DATASET RECORDS.
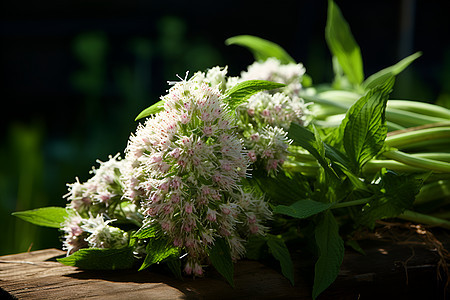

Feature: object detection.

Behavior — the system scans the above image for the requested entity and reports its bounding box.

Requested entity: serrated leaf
[274,199,333,219]
[132,225,158,239]
[225,80,286,109]
[57,247,134,270]
[134,100,164,121]
[208,238,234,287]
[225,35,295,64]
[312,210,344,299]
[356,170,423,228]
[245,235,267,260]
[267,235,294,285]
[325,0,364,85]
[339,78,394,174]
[250,169,311,205]
[362,52,422,90]
[12,206,68,228]
[138,238,179,271]
[288,123,338,177]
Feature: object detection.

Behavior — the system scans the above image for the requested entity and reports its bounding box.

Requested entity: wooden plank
[0,229,450,299]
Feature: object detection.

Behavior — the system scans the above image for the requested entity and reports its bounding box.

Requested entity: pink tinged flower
[202,185,211,196]
[70,224,83,237]
[267,159,278,171]
[193,263,203,276]
[220,228,231,236]
[170,193,180,204]
[159,181,169,192]
[250,133,259,142]
[184,236,195,248]
[222,205,231,215]
[247,150,257,162]
[217,119,230,130]
[262,150,273,158]
[206,208,217,222]
[159,162,170,173]
[151,193,161,203]
[170,176,182,190]
[98,192,113,203]
[173,238,183,247]
[181,114,191,125]
[249,224,259,234]
[222,162,231,172]
[150,154,162,163]
[144,207,157,217]
[197,195,208,205]
[203,126,214,136]
[161,222,171,231]
[212,173,223,182]
[202,232,214,244]
[247,214,256,224]
[164,204,173,215]
[170,148,181,158]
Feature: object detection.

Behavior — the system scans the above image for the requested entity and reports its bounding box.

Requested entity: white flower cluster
[228,58,310,173]
[64,154,124,217]
[62,154,137,254]
[62,59,307,276]
[125,73,270,276]
[238,57,306,98]
[62,212,129,254]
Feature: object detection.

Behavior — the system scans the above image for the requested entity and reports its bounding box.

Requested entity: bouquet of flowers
[14,1,450,298]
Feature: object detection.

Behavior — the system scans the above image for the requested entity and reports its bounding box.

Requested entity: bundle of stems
[286,90,450,228]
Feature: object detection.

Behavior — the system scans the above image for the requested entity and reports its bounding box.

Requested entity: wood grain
[0,231,450,299]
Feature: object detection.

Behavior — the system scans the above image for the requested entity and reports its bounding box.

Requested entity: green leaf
[312,210,344,299]
[245,235,267,260]
[288,123,338,177]
[274,199,333,219]
[57,247,134,270]
[225,35,295,64]
[325,0,364,85]
[339,78,394,174]
[132,225,158,239]
[167,255,183,280]
[362,52,422,90]
[208,238,234,287]
[249,168,311,205]
[134,100,164,121]
[267,235,294,285]
[225,80,286,109]
[356,169,423,228]
[345,240,366,255]
[139,238,179,271]
[12,206,68,228]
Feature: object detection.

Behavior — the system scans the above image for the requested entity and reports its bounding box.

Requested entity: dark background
[0,0,450,254]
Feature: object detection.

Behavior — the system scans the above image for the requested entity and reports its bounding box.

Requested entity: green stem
[414,180,450,205]
[387,100,450,120]
[386,108,448,127]
[398,210,450,229]
[331,198,372,209]
[362,159,427,174]
[283,161,320,176]
[386,126,450,149]
[383,151,450,173]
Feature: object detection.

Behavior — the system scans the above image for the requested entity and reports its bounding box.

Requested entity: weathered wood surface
[0,230,450,299]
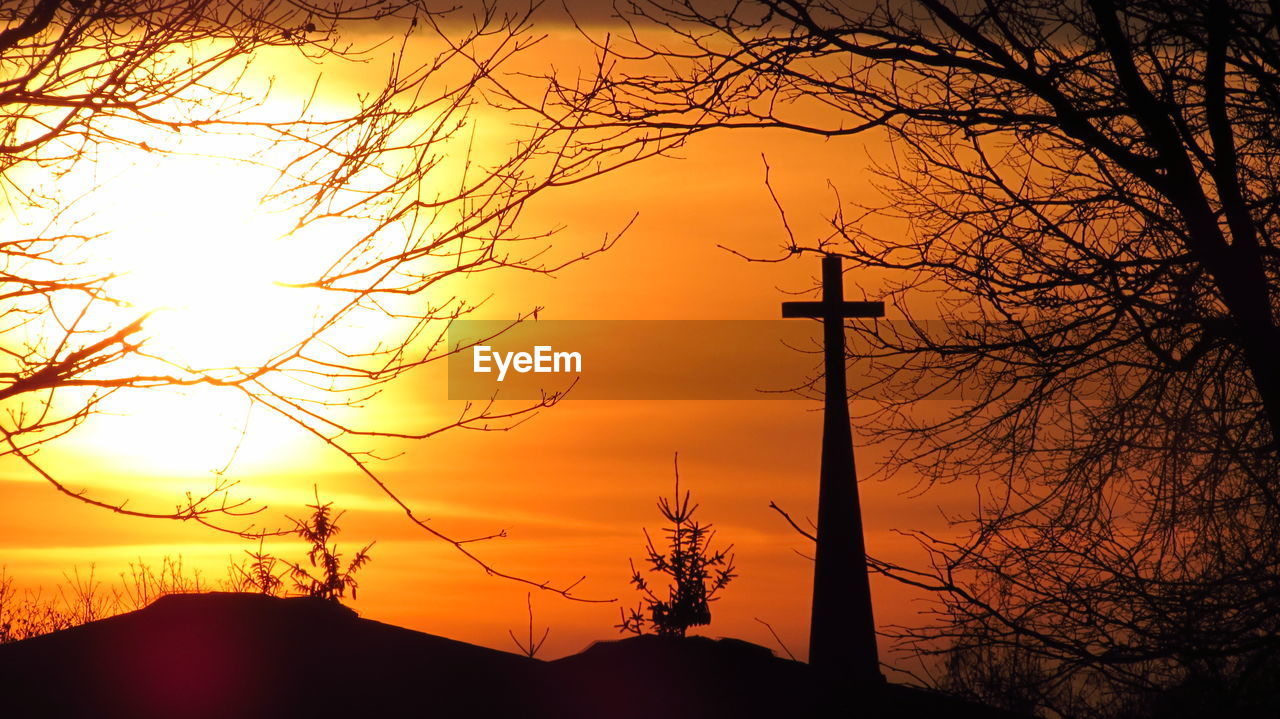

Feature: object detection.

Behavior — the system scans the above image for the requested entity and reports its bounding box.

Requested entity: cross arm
[782,302,884,317]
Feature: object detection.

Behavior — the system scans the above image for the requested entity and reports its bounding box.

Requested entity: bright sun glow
[54,141,355,476]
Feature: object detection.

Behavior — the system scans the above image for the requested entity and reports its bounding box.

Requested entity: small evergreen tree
[618,454,736,637]
[288,493,374,601]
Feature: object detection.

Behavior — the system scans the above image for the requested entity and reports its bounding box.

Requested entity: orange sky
[0,9,973,660]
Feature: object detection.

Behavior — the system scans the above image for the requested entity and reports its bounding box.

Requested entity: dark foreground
[0,594,1007,719]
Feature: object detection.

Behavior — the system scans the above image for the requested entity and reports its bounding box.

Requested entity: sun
[55,142,353,476]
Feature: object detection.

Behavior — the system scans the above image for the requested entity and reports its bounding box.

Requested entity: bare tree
[0,0,611,592]
[508,0,1280,715]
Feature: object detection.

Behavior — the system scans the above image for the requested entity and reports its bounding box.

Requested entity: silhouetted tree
[0,0,619,598]
[507,592,552,659]
[522,0,1280,715]
[288,493,374,601]
[618,459,736,637]
[227,539,287,596]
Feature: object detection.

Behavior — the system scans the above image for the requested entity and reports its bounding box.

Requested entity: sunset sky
[0,1,974,665]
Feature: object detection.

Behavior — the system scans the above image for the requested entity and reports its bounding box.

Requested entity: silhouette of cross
[782,255,884,682]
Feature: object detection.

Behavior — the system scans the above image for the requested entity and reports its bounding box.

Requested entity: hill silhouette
[0,592,1010,719]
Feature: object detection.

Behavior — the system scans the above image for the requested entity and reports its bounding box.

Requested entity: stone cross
[782,255,884,683]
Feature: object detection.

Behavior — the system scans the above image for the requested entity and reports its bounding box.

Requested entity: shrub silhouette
[617,455,736,637]
[286,493,374,601]
[228,539,291,596]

WHAT THIS TASK INVOLVES. Extract every line in the records above that contains the word "leaf", copying each line in full.

TASK SOLUTION.
Requested entity: serrated leaf
Requested entity: green leaf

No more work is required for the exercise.